Records from a data collection:

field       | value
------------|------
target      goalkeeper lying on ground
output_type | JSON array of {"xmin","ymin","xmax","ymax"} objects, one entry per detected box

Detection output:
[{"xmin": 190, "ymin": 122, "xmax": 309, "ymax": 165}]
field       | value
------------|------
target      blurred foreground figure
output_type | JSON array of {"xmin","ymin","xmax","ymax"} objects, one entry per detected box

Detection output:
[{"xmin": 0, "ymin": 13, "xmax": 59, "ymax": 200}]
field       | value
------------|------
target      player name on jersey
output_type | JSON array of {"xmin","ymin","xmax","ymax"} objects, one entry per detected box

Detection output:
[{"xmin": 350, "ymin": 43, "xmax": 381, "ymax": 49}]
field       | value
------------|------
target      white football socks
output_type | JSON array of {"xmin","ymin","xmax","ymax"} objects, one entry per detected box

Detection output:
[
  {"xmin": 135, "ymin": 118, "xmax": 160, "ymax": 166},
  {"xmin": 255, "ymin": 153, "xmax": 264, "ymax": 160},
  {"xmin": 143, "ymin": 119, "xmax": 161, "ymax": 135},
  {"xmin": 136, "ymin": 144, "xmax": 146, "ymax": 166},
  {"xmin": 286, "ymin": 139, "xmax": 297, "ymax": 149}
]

---

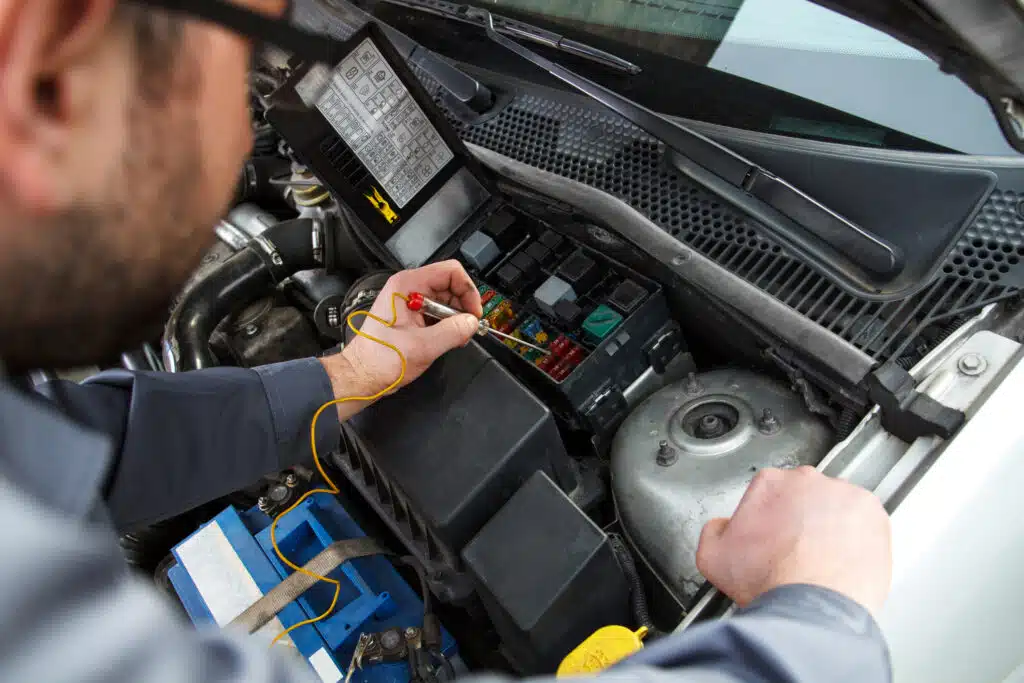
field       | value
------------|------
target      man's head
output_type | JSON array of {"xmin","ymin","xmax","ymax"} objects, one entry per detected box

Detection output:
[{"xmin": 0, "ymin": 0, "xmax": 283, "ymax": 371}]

--

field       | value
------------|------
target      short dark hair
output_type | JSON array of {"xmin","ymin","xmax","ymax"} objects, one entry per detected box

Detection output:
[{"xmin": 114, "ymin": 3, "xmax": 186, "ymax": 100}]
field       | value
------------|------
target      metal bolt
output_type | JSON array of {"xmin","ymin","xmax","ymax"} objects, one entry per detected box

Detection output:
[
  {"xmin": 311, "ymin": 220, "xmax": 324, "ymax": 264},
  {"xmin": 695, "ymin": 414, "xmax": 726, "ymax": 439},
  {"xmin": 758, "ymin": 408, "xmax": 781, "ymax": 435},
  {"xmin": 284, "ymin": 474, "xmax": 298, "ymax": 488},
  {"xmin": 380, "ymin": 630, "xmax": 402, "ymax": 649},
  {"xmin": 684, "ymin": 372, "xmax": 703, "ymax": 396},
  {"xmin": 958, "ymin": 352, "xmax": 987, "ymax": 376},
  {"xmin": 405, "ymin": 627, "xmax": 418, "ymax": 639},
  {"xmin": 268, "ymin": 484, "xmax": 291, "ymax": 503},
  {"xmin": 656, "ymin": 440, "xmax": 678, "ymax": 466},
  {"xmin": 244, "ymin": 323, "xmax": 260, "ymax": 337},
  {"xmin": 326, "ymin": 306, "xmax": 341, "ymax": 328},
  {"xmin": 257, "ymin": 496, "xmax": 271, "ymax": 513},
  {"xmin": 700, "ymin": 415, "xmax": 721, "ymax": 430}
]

### DIRECTIONS FOR THIS TASK
The word "target" appears in some lines above. Return every one of those lines.

### OUTPUT FOR THIS TASK
target      goalkeeper lying on ground
target      blurred foreground figure
target      player name on jersey
target      white football socks
target      man's head
target      short dark hair
target      metal bolt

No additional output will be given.